• **Data for processing**:

++++++++++++++++++++

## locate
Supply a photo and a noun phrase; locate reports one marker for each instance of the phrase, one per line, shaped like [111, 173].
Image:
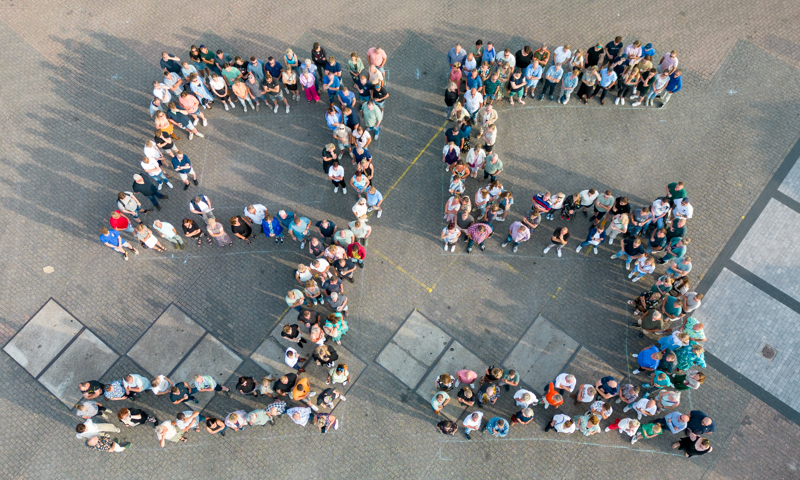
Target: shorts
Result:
[185, 176]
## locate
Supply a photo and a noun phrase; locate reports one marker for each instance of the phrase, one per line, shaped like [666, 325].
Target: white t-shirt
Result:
[561, 382]
[560, 419]
[682, 210]
[521, 403]
[336, 172]
[471, 103]
[163, 385]
[257, 217]
[291, 361]
[151, 164]
[152, 152]
[561, 56]
[473, 424]
[587, 200]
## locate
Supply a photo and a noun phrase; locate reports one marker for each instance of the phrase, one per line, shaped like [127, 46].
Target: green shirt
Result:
[492, 168]
[674, 193]
[371, 117]
[491, 86]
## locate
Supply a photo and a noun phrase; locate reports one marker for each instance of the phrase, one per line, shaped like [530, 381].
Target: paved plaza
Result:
[79, 77]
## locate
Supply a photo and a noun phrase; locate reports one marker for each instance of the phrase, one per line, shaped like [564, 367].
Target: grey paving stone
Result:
[456, 358]
[739, 320]
[791, 184]
[173, 330]
[87, 358]
[210, 357]
[43, 337]
[413, 349]
[541, 354]
[771, 250]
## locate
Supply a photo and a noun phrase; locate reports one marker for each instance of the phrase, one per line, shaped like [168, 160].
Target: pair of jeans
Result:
[548, 85]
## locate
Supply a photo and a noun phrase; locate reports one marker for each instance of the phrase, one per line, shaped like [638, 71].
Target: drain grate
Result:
[768, 352]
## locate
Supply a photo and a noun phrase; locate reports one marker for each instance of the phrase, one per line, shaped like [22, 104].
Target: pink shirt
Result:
[376, 57]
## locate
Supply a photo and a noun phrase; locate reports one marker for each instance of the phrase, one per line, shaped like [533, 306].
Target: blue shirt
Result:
[606, 77]
[288, 220]
[274, 70]
[347, 99]
[552, 72]
[374, 198]
[474, 82]
[335, 68]
[112, 238]
[646, 360]
[675, 84]
[181, 163]
[257, 70]
[361, 156]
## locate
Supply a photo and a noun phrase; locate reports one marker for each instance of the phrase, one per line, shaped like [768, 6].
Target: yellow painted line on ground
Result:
[402, 270]
[416, 158]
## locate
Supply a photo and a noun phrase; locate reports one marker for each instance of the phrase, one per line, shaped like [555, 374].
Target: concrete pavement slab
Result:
[87, 358]
[174, 330]
[43, 337]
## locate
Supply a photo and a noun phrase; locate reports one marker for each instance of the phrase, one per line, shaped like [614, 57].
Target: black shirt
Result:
[450, 97]
[242, 229]
[280, 387]
[630, 250]
[695, 424]
[613, 48]
[326, 231]
[148, 188]
[464, 223]
[523, 60]
[593, 56]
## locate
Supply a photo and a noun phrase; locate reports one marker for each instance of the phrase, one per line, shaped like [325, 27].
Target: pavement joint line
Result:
[585, 444]
[402, 270]
[391, 189]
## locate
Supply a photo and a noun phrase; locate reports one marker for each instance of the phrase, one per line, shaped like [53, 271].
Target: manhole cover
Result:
[768, 352]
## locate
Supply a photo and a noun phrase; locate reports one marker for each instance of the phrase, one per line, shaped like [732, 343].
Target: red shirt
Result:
[120, 223]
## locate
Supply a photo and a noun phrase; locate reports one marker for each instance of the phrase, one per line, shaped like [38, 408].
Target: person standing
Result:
[558, 239]
[518, 233]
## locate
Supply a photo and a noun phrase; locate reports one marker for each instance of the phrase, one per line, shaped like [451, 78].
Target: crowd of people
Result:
[354, 118]
[645, 237]
[335, 251]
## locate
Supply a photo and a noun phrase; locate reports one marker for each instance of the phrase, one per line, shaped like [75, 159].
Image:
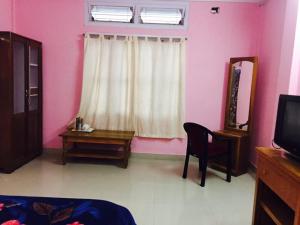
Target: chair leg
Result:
[186, 166]
[200, 164]
[203, 176]
[228, 172]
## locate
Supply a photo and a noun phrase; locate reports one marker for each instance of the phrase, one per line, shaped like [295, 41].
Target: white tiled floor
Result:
[151, 189]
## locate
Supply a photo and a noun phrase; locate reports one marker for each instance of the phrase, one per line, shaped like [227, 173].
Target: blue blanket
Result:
[17, 210]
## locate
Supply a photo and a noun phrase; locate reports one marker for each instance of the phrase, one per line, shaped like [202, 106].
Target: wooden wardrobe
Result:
[20, 100]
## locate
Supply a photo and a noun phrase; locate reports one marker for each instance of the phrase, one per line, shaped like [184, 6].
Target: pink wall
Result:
[6, 17]
[275, 57]
[212, 40]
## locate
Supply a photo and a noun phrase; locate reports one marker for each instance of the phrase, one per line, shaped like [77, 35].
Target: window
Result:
[161, 16]
[112, 14]
[150, 14]
[134, 83]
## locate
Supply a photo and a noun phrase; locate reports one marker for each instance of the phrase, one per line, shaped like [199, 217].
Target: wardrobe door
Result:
[34, 99]
[5, 98]
[18, 150]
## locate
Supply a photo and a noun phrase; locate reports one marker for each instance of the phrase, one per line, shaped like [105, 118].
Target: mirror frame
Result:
[254, 60]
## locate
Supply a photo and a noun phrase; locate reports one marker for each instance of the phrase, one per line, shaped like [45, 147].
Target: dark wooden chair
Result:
[198, 145]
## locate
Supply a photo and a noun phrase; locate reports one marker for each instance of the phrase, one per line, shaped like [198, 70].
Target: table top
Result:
[289, 165]
[103, 134]
[230, 133]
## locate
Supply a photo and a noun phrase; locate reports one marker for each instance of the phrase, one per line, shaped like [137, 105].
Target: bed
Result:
[18, 210]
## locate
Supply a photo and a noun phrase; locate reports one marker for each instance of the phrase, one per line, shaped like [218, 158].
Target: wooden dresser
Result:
[277, 198]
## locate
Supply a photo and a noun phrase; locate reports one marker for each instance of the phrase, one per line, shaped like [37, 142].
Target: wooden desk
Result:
[100, 144]
[277, 198]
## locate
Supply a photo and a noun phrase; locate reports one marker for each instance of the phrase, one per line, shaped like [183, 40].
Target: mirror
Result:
[240, 93]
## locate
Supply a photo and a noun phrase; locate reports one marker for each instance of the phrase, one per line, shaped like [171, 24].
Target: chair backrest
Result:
[197, 138]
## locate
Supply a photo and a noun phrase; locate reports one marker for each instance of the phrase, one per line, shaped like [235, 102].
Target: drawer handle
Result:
[265, 172]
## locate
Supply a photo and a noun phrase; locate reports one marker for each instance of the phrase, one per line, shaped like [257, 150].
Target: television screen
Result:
[287, 131]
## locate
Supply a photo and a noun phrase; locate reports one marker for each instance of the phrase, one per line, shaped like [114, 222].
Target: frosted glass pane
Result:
[33, 104]
[19, 77]
[33, 55]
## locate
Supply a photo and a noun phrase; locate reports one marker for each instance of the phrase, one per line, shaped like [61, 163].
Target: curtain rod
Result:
[135, 35]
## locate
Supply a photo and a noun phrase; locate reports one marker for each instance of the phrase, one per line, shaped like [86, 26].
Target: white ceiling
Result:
[244, 1]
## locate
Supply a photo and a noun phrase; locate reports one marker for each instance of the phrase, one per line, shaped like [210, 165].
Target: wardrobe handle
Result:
[27, 96]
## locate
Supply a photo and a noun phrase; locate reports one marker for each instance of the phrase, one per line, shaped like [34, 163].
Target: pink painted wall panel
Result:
[269, 60]
[6, 15]
[212, 40]
[275, 71]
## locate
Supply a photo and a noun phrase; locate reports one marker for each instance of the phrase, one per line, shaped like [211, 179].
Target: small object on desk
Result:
[89, 130]
[77, 123]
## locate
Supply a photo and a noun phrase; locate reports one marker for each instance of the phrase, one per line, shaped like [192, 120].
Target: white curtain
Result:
[134, 84]
[159, 87]
[106, 100]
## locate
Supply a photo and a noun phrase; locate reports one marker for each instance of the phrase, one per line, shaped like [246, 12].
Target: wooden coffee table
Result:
[99, 144]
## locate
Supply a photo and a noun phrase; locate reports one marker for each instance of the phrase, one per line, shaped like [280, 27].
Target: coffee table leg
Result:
[126, 155]
[63, 155]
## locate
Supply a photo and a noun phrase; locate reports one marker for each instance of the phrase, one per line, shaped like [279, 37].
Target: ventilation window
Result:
[164, 14]
[112, 14]
[161, 16]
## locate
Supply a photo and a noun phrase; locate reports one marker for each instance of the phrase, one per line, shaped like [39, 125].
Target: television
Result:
[287, 130]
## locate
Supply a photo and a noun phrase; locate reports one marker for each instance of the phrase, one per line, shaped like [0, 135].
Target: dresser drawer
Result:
[279, 182]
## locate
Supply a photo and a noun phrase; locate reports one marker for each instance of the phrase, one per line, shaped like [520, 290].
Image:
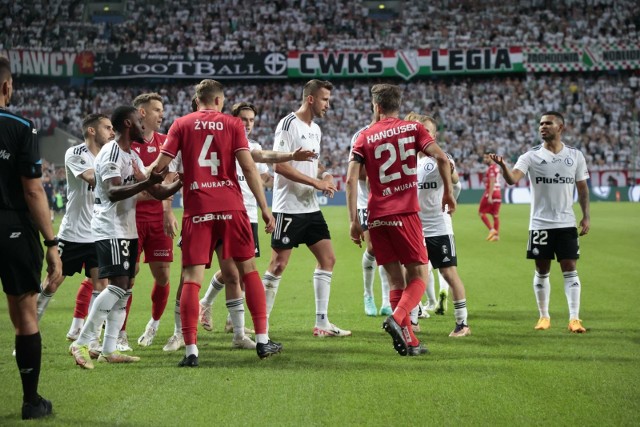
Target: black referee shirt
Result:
[19, 156]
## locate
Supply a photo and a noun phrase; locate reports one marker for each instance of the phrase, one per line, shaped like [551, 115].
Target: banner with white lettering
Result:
[235, 66]
[50, 64]
[594, 57]
[404, 63]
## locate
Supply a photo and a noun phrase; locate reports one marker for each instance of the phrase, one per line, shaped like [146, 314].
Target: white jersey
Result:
[552, 179]
[290, 196]
[250, 202]
[363, 188]
[76, 223]
[114, 220]
[435, 222]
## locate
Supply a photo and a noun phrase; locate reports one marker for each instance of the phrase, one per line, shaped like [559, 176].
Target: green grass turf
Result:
[504, 374]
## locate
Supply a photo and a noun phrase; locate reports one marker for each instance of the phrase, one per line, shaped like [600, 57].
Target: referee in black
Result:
[24, 212]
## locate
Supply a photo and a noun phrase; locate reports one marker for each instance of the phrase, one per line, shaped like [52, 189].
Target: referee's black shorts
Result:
[21, 253]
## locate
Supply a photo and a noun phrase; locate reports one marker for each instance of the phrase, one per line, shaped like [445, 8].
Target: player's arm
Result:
[324, 184]
[36, 200]
[269, 156]
[168, 218]
[353, 175]
[510, 176]
[444, 168]
[583, 200]
[252, 179]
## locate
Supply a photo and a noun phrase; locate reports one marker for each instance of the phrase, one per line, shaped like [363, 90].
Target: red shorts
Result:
[491, 208]
[398, 238]
[201, 234]
[157, 246]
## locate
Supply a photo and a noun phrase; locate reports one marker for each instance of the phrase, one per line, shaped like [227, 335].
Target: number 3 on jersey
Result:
[207, 159]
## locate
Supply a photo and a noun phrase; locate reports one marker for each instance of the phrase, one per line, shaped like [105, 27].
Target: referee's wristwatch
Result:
[51, 243]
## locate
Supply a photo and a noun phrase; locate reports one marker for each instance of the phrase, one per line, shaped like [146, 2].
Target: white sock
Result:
[99, 312]
[431, 288]
[542, 291]
[270, 283]
[236, 312]
[43, 301]
[191, 349]
[442, 284]
[115, 320]
[177, 322]
[460, 311]
[384, 284]
[572, 288]
[212, 292]
[322, 289]
[368, 269]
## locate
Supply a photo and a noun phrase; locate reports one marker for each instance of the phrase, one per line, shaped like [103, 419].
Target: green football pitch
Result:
[504, 374]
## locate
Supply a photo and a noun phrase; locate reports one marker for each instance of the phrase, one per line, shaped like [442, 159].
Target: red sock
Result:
[189, 310]
[256, 301]
[126, 317]
[486, 221]
[411, 296]
[83, 299]
[159, 297]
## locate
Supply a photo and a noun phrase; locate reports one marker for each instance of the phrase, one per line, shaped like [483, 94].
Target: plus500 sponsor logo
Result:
[211, 217]
[555, 180]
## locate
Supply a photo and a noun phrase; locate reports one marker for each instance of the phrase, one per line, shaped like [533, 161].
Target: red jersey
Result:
[493, 171]
[149, 210]
[208, 141]
[388, 149]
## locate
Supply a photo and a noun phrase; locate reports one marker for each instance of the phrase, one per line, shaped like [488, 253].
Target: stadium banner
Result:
[111, 66]
[404, 63]
[50, 64]
[596, 57]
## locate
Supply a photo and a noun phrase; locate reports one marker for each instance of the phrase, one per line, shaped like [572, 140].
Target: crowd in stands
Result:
[233, 26]
[474, 114]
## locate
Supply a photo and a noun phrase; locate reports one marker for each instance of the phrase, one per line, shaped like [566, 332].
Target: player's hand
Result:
[54, 265]
[327, 186]
[170, 224]
[138, 174]
[269, 221]
[301, 155]
[356, 234]
[585, 226]
[448, 203]
[156, 177]
[497, 159]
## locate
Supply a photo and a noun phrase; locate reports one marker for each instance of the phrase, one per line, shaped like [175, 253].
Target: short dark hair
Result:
[5, 68]
[313, 86]
[387, 96]
[554, 113]
[194, 103]
[208, 89]
[146, 98]
[91, 121]
[119, 115]
[235, 110]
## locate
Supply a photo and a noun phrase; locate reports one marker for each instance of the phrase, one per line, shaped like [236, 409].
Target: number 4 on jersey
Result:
[207, 159]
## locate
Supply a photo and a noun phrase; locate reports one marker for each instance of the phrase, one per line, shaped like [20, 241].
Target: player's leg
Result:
[176, 341]
[215, 286]
[540, 249]
[273, 275]
[568, 251]
[368, 267]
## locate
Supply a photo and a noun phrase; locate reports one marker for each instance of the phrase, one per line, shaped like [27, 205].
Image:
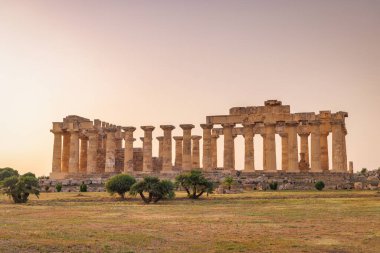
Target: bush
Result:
[20, 187]
[58, 187]
[273, 186]
[319, 185]
[155, 189]
[83, 187]
[194, 183]
[120, 184]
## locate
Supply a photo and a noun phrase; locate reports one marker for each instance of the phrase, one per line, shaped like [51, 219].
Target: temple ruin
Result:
[84, 148]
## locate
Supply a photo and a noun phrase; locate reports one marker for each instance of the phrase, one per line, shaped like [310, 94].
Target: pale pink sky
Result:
[172, 62]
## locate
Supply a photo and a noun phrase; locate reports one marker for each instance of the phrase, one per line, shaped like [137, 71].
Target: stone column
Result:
[291, 128]
[195, 159]
[284, 151]
[186, 153]
[315, 146]
[110, 151]
[324, 151]
[167, 164]
[249, 154]
[305, 146]
[270, 147]
[337, 146]
[147, 148]
[92, 152]
[228, 146]
[128, 149]
[57, 151]
[74, 152]
[178, 151]
[66, 152]
[214, 150]
[83, 154]
[160, 146]
[206, 158]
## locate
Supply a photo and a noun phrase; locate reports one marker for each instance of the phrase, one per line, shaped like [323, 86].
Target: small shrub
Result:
[83, 187]
[273, 186]
[319, 185]
[58, 187]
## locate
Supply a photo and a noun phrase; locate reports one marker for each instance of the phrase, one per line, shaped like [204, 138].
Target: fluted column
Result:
[270, 147]
[160, 146]
[315, 147]
[92, 152]
[83, 154]
[284, 151]
[305, 146]
[65, 152]
[128, 149]
[206, 158]
[195, 159]
[337, 146]
[214, 150]
[110, 150]
[249, 154]
[291, 128]
[186, 153]
[147, 148]
[228, 146]
[167, 164]
[178, 151]
[324, 151]
[57, 151]
[74, 151]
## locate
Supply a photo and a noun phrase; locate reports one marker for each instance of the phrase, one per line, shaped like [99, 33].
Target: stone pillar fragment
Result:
[228, 146]
[270, 147]
[128, 149]
[186, 153]
[74, 152]
[160, 146]
[291, 129]
[147, 148]
[178, 151]
[167, 164]
[65, 152]
[214, 150]
[195, 158]
[110, 151]
[284, 151]
[92, 152]
[315, 147]
[324, 151]
[57, 151]
[249, 154]
[206, 158]
[83, 154]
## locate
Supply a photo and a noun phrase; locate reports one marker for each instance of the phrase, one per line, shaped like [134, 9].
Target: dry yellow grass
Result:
[331, 221]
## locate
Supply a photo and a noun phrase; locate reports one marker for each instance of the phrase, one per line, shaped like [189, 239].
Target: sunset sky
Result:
[172, 62]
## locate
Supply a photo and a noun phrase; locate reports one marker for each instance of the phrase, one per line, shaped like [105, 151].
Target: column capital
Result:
[186, 126]
[167, 127]
[129, 129]
[196, 137]
[178, 138]
[147, 128]
[206, 126]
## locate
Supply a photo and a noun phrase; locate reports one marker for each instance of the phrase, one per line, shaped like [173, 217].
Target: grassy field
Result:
[329, 221]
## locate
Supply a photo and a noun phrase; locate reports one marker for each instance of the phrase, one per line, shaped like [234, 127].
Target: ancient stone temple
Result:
[85, 148]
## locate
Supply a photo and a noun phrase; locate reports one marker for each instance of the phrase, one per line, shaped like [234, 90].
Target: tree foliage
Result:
[120, 184]
[154, 188]
[20, 187]
[194, 183]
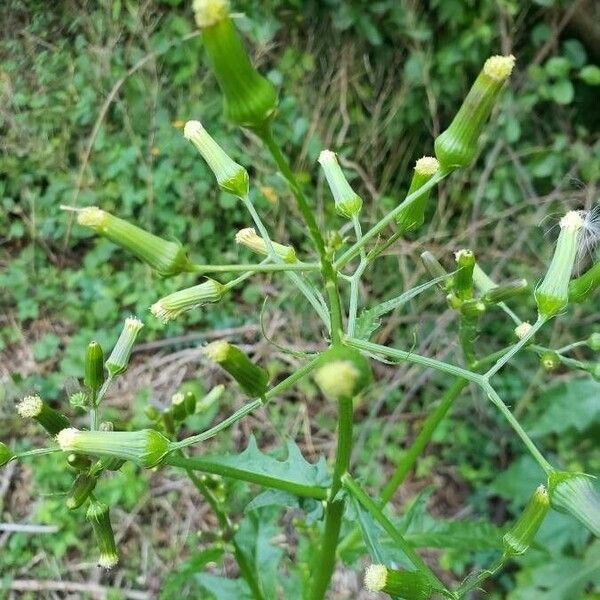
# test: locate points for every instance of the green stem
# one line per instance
(343, 260)
(327, 270)
(325, 558)
(206, 465)
(255, 268)
(376, 512)
(246, 570)
(415, 358)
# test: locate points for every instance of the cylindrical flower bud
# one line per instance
(506, 291)
(343, 372)
(523, 329)
(173, 305)
(98, 516)
(463, 279)
(582, 287)
(94, 367)
(250, 377)
(550, 361)
(520, 536)
(119, 358)
(434, 268)
(166, 258)
(231, 177)
(81, 489)
(575, 493)
(410, 585)
(249, 99)
(78, 462)
(33, 407)
(552, 295)
(6, 454)
(412, 216)
(457, 146)
(249, 238)
(347, 202)
(145, 447)
(593, 342)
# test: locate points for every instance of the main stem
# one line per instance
(325, 558)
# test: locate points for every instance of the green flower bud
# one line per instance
(98, 516)
(457, 146)
(145, 447)
(81, 489)
(550, 361)
(506, 291)
(347, 202)
(33, 407)
(520, 536)
(166, 258)
(249, 99)
(6, 454)
(575, 493)
(173, 305)
(463, 279)
(250, 377)
(552, 295)
(78, 462)
(94, 367)
(412, 216)
(593, 342)
(231, 177)
(343, 372)
(582, 287)
(248, 237)
(410, 585)
(118, 360)
(434, 268)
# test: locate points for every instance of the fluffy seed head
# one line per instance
(92, 217)
(499, 67)
(210, 12)
(375, 577)
(427, 165)
(523, 329)
(337, 379)
(30, 406)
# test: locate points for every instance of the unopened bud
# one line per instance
(250, 377)
(506, 291)
(552, 295)
(173, 305)
(98, 515)
(6, 454)
(343, 372)
(145, 447)
(94, 367)
(410, 585)
(118, 360)
(412, 216)
(249, 238)
(520, 536)
(81, 489)
(249, 99)
(231, 177)
(457, 146)
(347, 202)
(166, 258)
(463, 279)
(584, 286)
(575, 493)
(33, 407)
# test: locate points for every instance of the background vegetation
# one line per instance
(93, 98)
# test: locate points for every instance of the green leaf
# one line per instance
(573, 405)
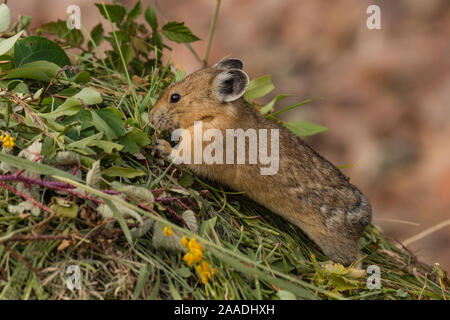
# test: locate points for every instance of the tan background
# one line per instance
(387, 92)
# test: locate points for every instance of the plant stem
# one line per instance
(211, 33)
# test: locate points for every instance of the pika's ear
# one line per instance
(231, 84)
(229, 64)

++++++++++++++++++++

• **Stated task**:
Starting at the line that contains "# test: locate points for every instance of the tan" and continuing through the final line of the data, lay out those lines as a Markdown table with the columns Row and Line. Number the rows and leave out any blank lines.

• **Solution to the problem**:
| Row | Line |
|---|---|
| 1 | # test: locate points for every instance of the tan background |
| 2 | # one line per instance |
| 3 | (387, 92) |
| 4 | # test: locate points for every instance of the plant stem |
| 5 | # one line per instance |
| 6 | (211, 33) |
| 7 | # test: locate points for every instance of the pika's ear |
| 8 | # one line per instance |
| 9 | (231, 84) |
| 10 | (229, 64) |